• **Pointing records**
:::::
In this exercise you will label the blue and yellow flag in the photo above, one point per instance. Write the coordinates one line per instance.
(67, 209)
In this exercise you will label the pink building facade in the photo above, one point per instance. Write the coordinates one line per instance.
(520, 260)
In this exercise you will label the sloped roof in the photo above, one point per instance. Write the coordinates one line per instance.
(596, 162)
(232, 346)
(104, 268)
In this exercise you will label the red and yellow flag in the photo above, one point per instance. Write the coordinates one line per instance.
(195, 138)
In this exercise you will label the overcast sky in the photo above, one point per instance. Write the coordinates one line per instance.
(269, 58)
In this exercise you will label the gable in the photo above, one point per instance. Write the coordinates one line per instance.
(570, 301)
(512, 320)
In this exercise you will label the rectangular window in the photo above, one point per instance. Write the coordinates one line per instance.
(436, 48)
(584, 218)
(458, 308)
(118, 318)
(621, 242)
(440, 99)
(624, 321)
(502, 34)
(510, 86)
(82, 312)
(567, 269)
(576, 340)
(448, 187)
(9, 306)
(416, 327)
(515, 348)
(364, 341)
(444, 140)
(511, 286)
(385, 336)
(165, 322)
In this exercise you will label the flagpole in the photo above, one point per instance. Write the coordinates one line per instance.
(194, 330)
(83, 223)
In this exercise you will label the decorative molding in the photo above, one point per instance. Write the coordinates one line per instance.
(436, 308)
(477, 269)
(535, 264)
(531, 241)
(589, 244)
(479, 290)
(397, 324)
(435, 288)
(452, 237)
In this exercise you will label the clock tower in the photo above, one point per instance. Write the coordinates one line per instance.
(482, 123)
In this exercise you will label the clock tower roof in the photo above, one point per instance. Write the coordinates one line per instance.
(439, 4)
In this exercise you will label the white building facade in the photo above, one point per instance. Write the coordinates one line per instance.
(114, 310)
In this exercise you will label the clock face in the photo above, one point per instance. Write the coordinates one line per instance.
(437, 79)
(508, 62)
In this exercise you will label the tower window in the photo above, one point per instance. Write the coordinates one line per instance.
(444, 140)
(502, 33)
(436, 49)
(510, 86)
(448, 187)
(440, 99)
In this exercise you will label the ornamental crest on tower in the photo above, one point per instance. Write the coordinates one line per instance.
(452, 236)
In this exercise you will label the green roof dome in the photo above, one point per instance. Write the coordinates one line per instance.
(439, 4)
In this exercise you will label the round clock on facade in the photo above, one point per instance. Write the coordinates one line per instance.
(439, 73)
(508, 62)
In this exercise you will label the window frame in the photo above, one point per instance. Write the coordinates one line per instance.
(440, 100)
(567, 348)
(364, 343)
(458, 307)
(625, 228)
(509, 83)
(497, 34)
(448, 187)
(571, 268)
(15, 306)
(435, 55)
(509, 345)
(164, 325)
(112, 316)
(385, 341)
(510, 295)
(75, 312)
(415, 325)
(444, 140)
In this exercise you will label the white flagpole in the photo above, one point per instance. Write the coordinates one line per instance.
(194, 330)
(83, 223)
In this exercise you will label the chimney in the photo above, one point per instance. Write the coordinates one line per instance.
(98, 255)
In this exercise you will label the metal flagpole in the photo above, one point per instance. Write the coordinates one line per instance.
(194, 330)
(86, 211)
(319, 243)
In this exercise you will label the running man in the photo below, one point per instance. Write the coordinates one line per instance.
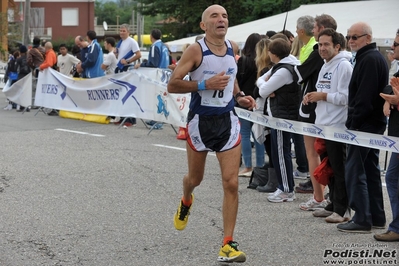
(212, 123)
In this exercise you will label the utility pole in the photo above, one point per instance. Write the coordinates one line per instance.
(25, 32)
(3, 28)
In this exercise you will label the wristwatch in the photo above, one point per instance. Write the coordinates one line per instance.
(239, 94)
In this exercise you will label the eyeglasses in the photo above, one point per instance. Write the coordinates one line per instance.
(354, 37)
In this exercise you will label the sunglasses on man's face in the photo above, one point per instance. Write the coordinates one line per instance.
(354, 37)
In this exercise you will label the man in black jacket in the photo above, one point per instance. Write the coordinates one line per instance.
(365, 113)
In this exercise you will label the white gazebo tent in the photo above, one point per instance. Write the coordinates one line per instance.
(381, 15)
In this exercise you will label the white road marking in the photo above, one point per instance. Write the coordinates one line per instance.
(79, 132)
(177, 148)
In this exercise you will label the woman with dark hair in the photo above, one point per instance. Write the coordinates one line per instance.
(246, 77)
(283, 98)
(11, 74)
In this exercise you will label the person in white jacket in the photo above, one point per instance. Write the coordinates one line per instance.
(332, 110)
(283, 99)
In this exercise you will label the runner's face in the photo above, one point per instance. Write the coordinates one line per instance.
(215, 21)
(63, 50)
(123, 33)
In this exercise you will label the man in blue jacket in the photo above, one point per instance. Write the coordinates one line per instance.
(159, 53)
(91, 66)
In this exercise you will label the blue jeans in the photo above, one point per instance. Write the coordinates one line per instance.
(300, 153)
(363, 185)
(246, 147)
(282, 159)
(392, 180)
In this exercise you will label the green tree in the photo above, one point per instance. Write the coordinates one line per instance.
(186, 14)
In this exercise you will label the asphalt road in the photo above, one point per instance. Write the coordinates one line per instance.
(108, 198)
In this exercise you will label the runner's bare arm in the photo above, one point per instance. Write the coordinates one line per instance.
(191, 59)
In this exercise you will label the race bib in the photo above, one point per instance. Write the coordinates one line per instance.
(216, 98)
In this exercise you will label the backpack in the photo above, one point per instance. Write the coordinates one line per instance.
(259, 177)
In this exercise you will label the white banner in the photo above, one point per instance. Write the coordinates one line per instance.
(344, 135)
(20, 92)
(138, 93)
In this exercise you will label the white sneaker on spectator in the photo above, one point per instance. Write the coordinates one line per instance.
(312, 205)
(281, 196)
(301, 175)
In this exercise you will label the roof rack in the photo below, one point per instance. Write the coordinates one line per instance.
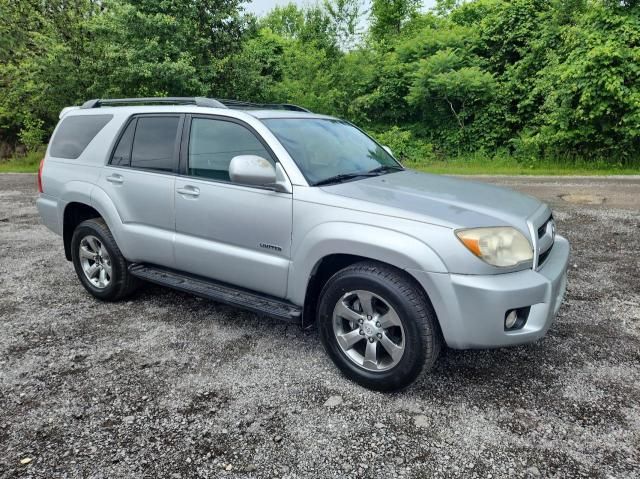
(173, 100)
(197, 100)
(247, 105)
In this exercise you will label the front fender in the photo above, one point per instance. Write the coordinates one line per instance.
(381, 244)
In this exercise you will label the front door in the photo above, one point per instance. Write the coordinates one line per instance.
(229, 232)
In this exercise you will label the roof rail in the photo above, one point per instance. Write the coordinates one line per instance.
(197, 100)
(175, 100)
(247, 105)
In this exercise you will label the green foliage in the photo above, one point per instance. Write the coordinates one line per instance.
(389, 16)
(405, 146)
(32, 133)
(534, 80)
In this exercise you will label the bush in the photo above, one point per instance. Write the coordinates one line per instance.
(405, 146)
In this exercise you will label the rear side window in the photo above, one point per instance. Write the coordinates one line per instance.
(154, 143)
(122, 153)
(75, 133)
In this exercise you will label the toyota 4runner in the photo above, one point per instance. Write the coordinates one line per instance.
(302, 217)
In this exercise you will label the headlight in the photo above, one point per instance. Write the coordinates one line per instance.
(501, 246)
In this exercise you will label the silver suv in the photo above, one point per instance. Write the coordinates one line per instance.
(302, 217)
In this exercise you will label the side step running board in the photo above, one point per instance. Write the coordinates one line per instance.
(219, 292)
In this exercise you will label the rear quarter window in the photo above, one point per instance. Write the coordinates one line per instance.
(75, 133)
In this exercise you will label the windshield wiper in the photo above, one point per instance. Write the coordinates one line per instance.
(343, 177)
(386, 168)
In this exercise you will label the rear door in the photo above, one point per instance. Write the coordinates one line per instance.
(140, 180)
(234, 233)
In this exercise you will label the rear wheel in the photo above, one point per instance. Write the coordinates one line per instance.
(98, 262)
(378, 326)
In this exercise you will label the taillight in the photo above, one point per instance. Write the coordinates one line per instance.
(40, 190)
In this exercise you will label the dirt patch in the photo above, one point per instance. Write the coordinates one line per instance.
(169, 385)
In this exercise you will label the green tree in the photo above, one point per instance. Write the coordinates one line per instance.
(388, 16)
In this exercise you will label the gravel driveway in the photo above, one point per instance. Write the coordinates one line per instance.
(169, 385)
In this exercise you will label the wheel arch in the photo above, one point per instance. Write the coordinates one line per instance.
(326, 266)
(75, 213)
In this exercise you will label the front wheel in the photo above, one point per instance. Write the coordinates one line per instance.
(378, 326)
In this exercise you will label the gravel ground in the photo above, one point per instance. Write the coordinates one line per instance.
(168, 385)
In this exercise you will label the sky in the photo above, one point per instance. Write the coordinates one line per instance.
(261, 7)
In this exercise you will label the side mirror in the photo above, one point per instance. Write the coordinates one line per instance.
(252, 170)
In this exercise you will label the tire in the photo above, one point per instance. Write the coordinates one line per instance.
(93, 236)
(413, 328)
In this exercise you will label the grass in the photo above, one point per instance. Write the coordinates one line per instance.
(505, 165)
(22, 164)
(468, 165)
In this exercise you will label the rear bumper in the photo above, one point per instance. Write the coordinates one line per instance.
(471, 308)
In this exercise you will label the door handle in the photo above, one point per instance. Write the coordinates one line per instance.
(115, 179)
(189, 191)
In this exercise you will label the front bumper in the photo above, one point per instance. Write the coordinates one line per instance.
(471, 308)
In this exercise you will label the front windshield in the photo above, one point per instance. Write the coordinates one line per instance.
(325, 149)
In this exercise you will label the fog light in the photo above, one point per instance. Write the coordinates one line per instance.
(511, 319)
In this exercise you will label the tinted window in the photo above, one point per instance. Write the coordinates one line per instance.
(75, 133)
(214, 143)
(154, 143)
(122, 153)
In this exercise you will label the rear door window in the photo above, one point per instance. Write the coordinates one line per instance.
(154, 143)
(75, 133)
:::::
Reproduce only the lines from the line containing "In this exercise you will label the sky" to the last line of the material above, both of those lines included.

In this exercise you will label the sky in the photo above, one point per instance. Write the coordinates one line per instance.
(261, 7)
In this exercise you will label the side mirror in the photo above, one point per instance. Write the coordinates one line per instance.
(252, 170)
In this exercise you will label the tire in the photo above, one point per instance. Write the coordinates one line per instance.
(93, 236)
(413, 328)
In this exercise you will label the grass in the photo above, one point per instance. Write the coordinates one line per instance.
(505, 165)
(22, 164)
(468, 165)
In this exercise you will label the rear bumper in the photo above, one point per instance. Write the coordinates one line per instance.
(471, 308)
In this exercise you will label the door handle in the photo above, one point per instance. Write the coordinates one line per instance.
(115, 179)
(189, 191)
In this exercise you will label the front bumper in the photo above, one point per instance. Write the coordinates one line per instance.
(471, 308)
In this exercise you will label the front windshield in the photo above, one point per instance. Write the coordinates one line per instance.
(325, 149)
In this exercise you will label the fog light in the photo above, one point per instance. Write the coordinates one line per instance.
(511, 319)
In this exercise you will label the tinted window in the photo above, one point per instance. Write the coordinates one line per instance.
(75, 133)
(214, 143)
(154, 143)
(122, 153)
In this exercise you will label the rear door window in the photo above, one point per instance. Write the coordinates one line per instance.
(154, 143)
(75, 133)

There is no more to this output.